┌─ Dataset extract

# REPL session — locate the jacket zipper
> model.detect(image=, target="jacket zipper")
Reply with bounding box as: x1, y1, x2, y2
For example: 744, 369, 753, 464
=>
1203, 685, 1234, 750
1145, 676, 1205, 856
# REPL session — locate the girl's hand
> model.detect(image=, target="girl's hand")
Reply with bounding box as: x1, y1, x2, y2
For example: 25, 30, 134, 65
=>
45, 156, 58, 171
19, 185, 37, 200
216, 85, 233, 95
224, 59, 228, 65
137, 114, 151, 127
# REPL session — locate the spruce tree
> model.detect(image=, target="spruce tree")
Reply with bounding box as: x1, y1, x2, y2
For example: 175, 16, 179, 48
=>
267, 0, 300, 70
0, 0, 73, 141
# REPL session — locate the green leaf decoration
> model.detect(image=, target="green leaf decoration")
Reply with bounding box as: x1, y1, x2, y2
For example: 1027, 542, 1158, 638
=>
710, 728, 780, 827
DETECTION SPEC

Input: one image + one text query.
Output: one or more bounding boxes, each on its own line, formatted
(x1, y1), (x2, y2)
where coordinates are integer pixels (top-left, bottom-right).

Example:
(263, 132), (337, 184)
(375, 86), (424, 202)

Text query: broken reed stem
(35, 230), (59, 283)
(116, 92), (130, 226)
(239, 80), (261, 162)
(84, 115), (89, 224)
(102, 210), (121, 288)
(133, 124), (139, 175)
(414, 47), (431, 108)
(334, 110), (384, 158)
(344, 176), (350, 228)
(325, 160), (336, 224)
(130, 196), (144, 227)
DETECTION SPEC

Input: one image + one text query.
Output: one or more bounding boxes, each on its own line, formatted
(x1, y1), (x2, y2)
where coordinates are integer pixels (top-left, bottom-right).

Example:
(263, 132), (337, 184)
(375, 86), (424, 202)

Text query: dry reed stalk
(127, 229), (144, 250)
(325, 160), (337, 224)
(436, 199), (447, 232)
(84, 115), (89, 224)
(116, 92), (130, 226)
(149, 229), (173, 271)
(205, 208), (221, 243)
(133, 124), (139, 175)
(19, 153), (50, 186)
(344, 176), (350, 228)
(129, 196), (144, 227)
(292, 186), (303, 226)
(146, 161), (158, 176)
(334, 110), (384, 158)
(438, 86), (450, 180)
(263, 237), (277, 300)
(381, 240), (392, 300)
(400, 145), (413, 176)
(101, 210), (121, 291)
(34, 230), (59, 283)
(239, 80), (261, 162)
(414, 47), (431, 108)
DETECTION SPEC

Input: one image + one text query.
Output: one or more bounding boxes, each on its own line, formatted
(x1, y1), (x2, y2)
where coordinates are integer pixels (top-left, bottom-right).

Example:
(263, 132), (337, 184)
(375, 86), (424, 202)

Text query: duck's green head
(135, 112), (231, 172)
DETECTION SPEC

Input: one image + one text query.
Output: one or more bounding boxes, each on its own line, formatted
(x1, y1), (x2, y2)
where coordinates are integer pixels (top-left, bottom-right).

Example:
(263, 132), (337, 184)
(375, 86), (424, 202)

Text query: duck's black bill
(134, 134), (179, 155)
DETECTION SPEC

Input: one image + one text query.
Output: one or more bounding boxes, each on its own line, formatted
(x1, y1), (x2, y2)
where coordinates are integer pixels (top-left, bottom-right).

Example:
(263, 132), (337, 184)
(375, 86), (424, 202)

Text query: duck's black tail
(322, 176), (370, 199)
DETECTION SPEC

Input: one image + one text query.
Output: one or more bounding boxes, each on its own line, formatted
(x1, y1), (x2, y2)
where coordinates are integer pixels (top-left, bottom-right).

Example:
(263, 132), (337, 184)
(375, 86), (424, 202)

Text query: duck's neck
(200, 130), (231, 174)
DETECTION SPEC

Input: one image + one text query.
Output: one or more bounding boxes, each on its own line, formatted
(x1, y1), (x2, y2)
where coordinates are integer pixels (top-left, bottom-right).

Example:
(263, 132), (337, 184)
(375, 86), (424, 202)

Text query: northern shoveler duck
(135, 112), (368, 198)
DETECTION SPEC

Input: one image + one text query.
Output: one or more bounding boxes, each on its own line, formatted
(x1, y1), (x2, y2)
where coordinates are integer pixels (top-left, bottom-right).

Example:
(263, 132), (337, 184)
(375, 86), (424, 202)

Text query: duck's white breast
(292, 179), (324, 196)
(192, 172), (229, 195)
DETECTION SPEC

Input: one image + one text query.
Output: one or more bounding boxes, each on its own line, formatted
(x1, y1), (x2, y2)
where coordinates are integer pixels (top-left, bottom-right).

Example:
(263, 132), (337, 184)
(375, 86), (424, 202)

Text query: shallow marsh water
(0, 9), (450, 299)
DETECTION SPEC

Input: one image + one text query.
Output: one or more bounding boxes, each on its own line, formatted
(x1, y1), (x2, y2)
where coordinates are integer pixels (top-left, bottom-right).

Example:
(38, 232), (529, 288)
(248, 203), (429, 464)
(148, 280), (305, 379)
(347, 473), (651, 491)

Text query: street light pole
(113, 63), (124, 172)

└─

Pick out every line in the rows above that contains the string "session", matching case exactly, and list those lines in their original order.

# REPL session — locate the jacket zipper
# REPL session — locate the girl's hand
# REPL session — locate the spruce tree
# REPL session — locate the green leaf decoration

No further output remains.